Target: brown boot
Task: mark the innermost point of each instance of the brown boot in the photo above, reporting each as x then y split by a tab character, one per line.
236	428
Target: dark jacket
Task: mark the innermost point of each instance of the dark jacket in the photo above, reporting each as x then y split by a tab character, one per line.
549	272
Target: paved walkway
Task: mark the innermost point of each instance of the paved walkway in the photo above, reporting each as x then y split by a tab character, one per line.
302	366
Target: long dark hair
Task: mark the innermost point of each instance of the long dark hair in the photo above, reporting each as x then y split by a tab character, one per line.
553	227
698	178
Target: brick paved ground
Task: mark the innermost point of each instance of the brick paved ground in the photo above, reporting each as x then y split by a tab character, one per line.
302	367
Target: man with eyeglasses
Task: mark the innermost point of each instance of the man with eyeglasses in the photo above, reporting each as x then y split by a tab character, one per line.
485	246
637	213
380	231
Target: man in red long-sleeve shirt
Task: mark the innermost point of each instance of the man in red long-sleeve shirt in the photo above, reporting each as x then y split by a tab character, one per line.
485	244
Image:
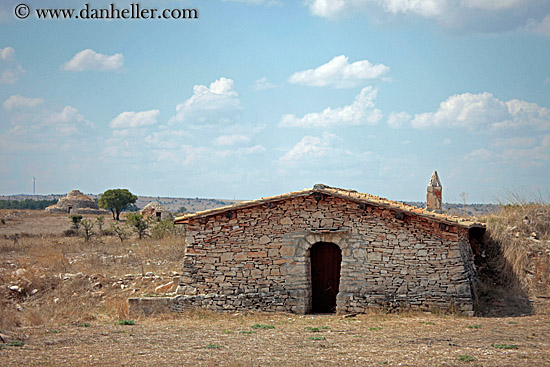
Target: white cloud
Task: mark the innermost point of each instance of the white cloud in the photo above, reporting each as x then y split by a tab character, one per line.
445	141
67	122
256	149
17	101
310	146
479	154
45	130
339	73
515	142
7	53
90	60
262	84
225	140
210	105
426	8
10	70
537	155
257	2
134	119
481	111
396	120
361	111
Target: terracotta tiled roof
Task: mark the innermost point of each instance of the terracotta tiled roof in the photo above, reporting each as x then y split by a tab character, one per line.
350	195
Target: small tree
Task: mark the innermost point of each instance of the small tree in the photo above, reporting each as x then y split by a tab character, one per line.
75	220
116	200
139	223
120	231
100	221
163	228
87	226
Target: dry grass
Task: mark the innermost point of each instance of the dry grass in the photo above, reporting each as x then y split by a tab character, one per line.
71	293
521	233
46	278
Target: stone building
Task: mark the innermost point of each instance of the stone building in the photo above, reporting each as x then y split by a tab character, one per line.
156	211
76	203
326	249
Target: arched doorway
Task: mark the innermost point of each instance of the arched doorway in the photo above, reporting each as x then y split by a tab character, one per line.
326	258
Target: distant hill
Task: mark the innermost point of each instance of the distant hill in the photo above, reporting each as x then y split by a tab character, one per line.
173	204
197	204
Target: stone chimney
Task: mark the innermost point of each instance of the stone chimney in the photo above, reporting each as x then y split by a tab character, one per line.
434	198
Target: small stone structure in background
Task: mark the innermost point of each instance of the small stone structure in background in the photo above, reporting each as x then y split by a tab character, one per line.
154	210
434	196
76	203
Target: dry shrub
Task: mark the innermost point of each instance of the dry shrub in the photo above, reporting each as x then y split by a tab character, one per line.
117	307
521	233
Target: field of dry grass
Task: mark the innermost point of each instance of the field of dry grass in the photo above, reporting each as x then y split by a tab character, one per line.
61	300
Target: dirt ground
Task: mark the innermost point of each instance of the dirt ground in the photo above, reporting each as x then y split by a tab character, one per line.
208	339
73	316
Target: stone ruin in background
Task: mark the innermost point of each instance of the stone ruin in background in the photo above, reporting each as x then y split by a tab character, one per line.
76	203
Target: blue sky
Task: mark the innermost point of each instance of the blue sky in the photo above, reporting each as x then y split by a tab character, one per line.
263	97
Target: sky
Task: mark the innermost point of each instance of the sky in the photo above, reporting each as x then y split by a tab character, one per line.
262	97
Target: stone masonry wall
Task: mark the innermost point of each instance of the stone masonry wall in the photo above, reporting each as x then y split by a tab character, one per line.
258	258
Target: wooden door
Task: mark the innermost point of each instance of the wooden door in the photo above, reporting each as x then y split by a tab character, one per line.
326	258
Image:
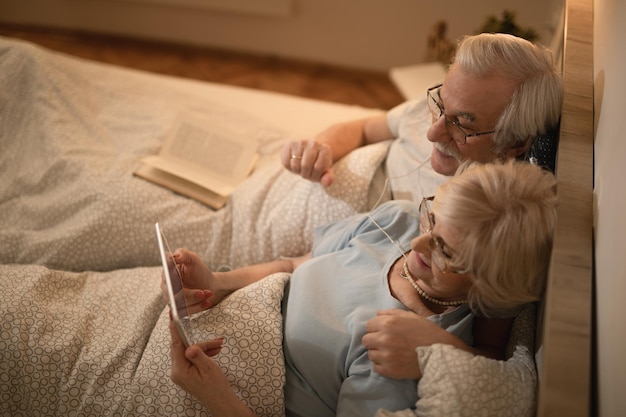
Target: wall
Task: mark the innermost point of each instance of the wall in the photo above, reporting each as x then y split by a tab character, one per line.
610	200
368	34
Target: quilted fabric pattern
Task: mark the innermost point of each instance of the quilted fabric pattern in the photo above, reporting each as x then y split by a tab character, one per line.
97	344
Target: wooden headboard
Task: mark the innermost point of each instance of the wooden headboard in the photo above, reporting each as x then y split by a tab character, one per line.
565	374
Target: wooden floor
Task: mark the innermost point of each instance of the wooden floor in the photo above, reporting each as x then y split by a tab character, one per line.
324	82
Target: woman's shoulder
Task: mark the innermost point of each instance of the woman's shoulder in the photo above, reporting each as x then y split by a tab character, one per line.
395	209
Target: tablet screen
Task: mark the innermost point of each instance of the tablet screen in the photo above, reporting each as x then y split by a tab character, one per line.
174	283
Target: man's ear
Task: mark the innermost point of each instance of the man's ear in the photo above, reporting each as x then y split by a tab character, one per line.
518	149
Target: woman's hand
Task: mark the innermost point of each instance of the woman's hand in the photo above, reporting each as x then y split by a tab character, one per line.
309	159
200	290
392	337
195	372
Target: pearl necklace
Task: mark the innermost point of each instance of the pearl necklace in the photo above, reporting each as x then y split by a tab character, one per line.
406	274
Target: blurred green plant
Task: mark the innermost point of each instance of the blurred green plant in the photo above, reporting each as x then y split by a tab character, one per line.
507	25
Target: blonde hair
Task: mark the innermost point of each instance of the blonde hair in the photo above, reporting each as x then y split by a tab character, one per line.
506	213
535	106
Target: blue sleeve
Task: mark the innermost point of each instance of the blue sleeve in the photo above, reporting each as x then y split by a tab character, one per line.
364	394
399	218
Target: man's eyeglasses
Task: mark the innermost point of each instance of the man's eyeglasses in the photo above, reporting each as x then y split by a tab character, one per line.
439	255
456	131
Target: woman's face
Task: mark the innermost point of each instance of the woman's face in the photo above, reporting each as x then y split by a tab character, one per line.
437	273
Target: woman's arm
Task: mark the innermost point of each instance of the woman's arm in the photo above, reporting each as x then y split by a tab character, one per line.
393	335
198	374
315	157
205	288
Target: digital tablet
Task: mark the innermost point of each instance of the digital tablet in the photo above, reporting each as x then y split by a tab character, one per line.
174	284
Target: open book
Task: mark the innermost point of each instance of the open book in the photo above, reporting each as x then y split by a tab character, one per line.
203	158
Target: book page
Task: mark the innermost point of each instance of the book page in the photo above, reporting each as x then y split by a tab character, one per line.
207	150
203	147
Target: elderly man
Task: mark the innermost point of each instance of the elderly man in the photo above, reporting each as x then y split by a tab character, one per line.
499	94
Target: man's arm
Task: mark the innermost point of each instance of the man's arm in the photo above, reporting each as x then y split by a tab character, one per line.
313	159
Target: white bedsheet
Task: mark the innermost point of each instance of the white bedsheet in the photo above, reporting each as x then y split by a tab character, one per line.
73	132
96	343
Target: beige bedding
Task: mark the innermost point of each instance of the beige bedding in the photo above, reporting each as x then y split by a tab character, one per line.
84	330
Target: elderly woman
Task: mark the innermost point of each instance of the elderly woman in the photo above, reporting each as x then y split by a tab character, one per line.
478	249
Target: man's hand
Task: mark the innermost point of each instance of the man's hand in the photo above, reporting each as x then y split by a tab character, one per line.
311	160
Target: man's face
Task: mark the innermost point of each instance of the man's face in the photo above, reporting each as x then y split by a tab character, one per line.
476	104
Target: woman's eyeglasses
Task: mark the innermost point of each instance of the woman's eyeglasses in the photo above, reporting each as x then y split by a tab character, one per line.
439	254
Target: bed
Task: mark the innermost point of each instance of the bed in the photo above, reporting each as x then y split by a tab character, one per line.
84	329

───

Without the pictures, return the entries exactly as they appear.

Correct answer:
Target: brown boot
Task: mark the innermost point of each instance of the brown boot in the photo above, reporting each as x then y split by a tab character, one per line.
236	428
Target: dark jacket
Task: mark the innermost point of each instance of the dark jacket in the photo above, reporting each as x then y split by a tab character, one per line.
549	272
Target: paved walkway
Task: mark the innermost point of each instance of the paved walkway in the photo above, reporting each as x then y split by a tab character, one per line.
302	366
Target: long dark hair
Task: mark the innermost point of each instance of the long dark hair in the photo above, reporting each as x then y split by a tab character, one per line.
553	227
698	178
Target: brick paved ground
Task: mark the innermost point of each instance of the brick paved ground in the photo above, reporting each as x then y split by a tab character, one per line.
302	367
Target: man with eyeglasses
Task: mark the innermost point of each instance of the man with eyeglasses in the photo above, reporting each as x then y split by a tab character, one per line.
485	246
637	213
380	231
Target: man in red long-sleeve shirt
Task: mark the innermost point of each instance of the man in red long-sleeve shirt in the photo above, reporting each as x then y split by a tab character, one per line.
485	244
Image:
Target: white cloud
Task: mark the innermost point of each instance of the white cloud in the photo above, reporting each as x then y split by a tab character, one per line.
445	141
67	122
256	149
17	101
310	146
479	154
45	130
339	73
515	142
7	53
90	60
262	84
225	140
210	105
426	8
10	70
537	155
257	2
134	119
481	111
396	120
361	111
Target: terracotta tiled roof
Task: mark the innermost point of each instance of the terracotta tiled roof in the photo above, reporting each as x then y split by a tab character, one per line.
350	195
Target: small tree
Task: mark the innermost point of each instance of the small tree in the photo above, reporting each as x then y split by a tab character, one per line.
75	220
116	200
139	223
120	231
100	221
163	228
87	226
Target: dry grass
Task: mark the innermost point of each instance of the dry grass in the photo above, reporting each as x then y split by a tab character, one per line.
71	293
521	233
46	278
Target: stone building
Task: mark the innermost point of each instance of the stone building in the photo above, reporting each as x then y split by a tab character, one per line.
156	211
76	203
326	249
Target: arched doorway
Task: mark the innermost point of each instance of the arched doorway in the photo above, reporting each as x then y split by a tab character, one per line.
326	258
Target: distant hill
Task: mark the innermost point of each instance of the distant hill in the photo above, reporting each as x then y split by a tab character, one per line.
173	204
197	204
Target: stone chimney
Task: mark the innermost point of each instance of the stone chimney in the photo above, reporting each as x then y split by a tab character, one per line.
434	198
Target: small stone structure in background
Task: mark the innermost point of each instance of the small stone structure in background in the photo above, reporting each as x then y split by a tab character, one per line.
154	210
434	196
76	203
Target: dry shrub
Task: mark the innermost point of each instance of the dry shrub in the photo above, reporting each as x then y split by a tab character, one per line.
117	307
521	233
Target: field of dry grass
Task: mark the innermost point of each instance of the field of dry grass in the photo above, reporting each as x then y split by a tab character, one per line.
61	300
Target: dirt ground
Task: mark the innermost point of each instance of the dirt ground in the photo above, reporting each as x then y split by a tab character, one per line.
208	339
73	316
Target: stone ruin in background
Task: mark the innermost point of each instance of the stone ruin in background in the photo above, reporting each as x then y split by a tab character, one per line.
76	203
Target: blue sky
Task: mark the innermost point of each instance of the blue sky in the photo above, reporting each as x then y split by a tab character, one per line.
263	97
Target: sky
Task: mark the innermost point of each instance of the sky in the photo above, reporting each as x then y split by a tab character, one per line.
262	97
Target: stone masonry wall
Task: mark the innermost point of each instance of the stone masonry wall in the photo above, reporting each as x then y split by a tab character, one per line.
258	258
Target: wooden door
Task: mark the innermost point of each instance of the wooden door in the photo above, reporting each as x then y split by a tab character, one per line.
326	258
Image:
Target: wall
Task: mark the innermost point of each instance of the wall in the photo above, reporting each as x then y split by a tab character, one per line.
610	200
368	34
Target: quilted fabric pattern
Task: mark the innermost point of each instance of the quilted fabric pattern in the photo above, reporting each as x then y split by a tab character, one per line.
97	344
Target: wooden headboard
Task: mark the innermost point of each instance of the wooden headboard in the photo above, reporting each as x then y split by a tab character, one per line.
565	374
Target: wooden floor
Task: mark the innermost point of each instance of the wooden floor in the photo above, reporting each as x then y split by a tab character, one per line.
324	82
Target: woman's shoulder
Task: mark the innermost point of each instance of the woman's shoulder in the photo above, reporting each as x then y split by a tab character, one per line.
395	209
Target: tablet screen
Task: mark the innermost point of each instance of the tablet screen in the photo above, reporting each as x then y split by a tab character, one per line.
174	283
Target: man's ear
Task: mark the innermost point of each instance of the man's ear in the photo above, reporting each as x then y split by a tab character, one per line.
518	149
Target: woman's hand
Task: mark the innermost point of each instance of the woman's hand in the photo above, reporting each as x then y split by a tab character, one per line.
309	159
200	290
392	337
195	372
Target: pearl necklace
Task: mark the innermost point of each instance of the pearl necklace in the photo above, reporting each as x then y split by a tab character, one per line.
406	274
Target: blurred green plant
Task: mark the innermost point of each instance of the blurred green plant in the photo above, reporting each as x then y split by a tab character, one per line.
507	25
Target: blonde hair
Task: mark the innermost point of each instance of the blonde hair in the photo above, reporting each as x then y split by a tab character, one per line.
506	213
535	106
Target: blue sleeve
Task: mark the innermost point of each instance of the blue sleeve in the photo above, reporting each as x then y split by a tab character, one per line.
364	394
399	218
Target: man's eyeglasses
Task: mark the innermost point of each instance of the man's eyeglasses in the photo above, reporting each as x then y split by a tab character, one per line.
439	255
456	131
Target: woman's face
Task: mark the innermost point of each instance of the woman's face in the photo above, reporting each as x then y split by a tab character, one per line.
437	273
Target: woman's arm
Task: mark the innermost point of each instance of the woman's arm in the photo above, reporting each as x then y split by a tab character, one per line.
393	335
198	374
315	157
205	288
Target: digital tablet
Task: mark the innermost point of each instance of the digital tablet in the photo above, reporting each as x then y split by a tab character, one per line.
174	284
Target: open book
Task: mark the innermost point of each instance of the open book in the photo above, reporting each as x then y split by a tab character, one per line.
203	158
Target: book page
Task: mark the innermost point of each instance of the book page in the photo above, reporting each as x then y split by a tab character, one per line.
207	150
203	147
Target: elderly man
Task: mark the innermost point of each instance of the elderly man in the photo above, reporting each as x then y split by a tab character, one per line.
499	94
Target: man's arm
Task: mark the innermost point of each instance of the man's arm in the photo above, reporting each as x then y split by a tab character, one per line.
313	159
Target: white bedsheet
Task: mark the innermost point of each instance of the white bedsheet in the photo above, reporting each as x then y split by a tab character, one per line.
73	132
96	343
Target: beige bedding
Task: mark the innermost point of each instance of the beige bedding in the photo above, reporting each as x then y split by a tab character, one per line.
84	330
Target: elderly woman
Task: mark the innermost point of each instance of the elderly woman in the photo above, reporting each as x then y split by a tab character, one per line.
478	249
Target: man's hand
Task: mark the innermost point of each instance of the man's hand in the photo above, reporting each as x then y split by a tab character, one per line.
311	160
Target: man's face
Task: mark the innermost point of each instance of the man's face in the photo above, reporting each as x then y split by a tab character, one per line.
476	104
Target: woman's eyeglasses
Task: mark the innermost point of each instance of the woman's eyeglasses in the photo above, reporting each as x then y split by a tab character, one per line.
439	254
Target: bed
Task: mark the innermost point of each instance of the bed in the photo above, reporting each as x then y split by a tab character, one per line.
84	329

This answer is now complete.